What this task involves - The entries that follow include a run beginning at the line with "box: [293, 501, 374, 544]" and ending at the line with "522L309 523L327 536L345"; restate that run word for word and leave the rest out.

Record set -
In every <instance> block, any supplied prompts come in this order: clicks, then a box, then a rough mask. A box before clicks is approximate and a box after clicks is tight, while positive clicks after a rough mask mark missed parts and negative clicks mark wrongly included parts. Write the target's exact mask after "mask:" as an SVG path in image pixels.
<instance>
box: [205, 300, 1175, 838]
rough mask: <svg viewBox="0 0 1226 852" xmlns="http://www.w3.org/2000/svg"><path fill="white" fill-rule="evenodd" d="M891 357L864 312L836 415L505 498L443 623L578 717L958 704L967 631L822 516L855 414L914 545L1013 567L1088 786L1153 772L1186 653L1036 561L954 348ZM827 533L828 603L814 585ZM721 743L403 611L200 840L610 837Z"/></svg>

---

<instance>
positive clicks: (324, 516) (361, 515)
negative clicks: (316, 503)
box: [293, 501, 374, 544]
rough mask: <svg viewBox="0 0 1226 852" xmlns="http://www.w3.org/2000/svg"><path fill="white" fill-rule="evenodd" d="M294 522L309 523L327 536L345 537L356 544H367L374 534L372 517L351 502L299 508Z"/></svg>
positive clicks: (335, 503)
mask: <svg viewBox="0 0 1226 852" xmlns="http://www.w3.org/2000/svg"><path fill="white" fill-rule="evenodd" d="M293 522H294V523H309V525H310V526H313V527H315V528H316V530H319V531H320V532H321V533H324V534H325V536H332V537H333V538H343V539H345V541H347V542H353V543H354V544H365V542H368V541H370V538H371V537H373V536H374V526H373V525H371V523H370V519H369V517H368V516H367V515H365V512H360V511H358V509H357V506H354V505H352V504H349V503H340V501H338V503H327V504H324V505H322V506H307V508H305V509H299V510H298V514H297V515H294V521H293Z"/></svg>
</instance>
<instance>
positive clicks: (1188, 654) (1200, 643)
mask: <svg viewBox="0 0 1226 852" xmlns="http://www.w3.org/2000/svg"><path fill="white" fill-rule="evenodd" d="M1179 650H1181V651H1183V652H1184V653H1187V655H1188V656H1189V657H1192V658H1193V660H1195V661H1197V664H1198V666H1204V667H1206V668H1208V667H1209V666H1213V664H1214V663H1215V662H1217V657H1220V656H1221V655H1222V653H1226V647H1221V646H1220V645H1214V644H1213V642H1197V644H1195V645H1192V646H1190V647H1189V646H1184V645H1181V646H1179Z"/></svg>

Answer -
box: [293, 501, 374, 544]
rough mask: <svg viewBox="0 0 1226 852" xmlns="http://www.w3.org/2000/svg"><path fill="white" fill-rule="evenodd" d="M294 522L309 523L327 536L345 537L356 544H367L374 534L372 517L351 502L299 508Z"/></svg>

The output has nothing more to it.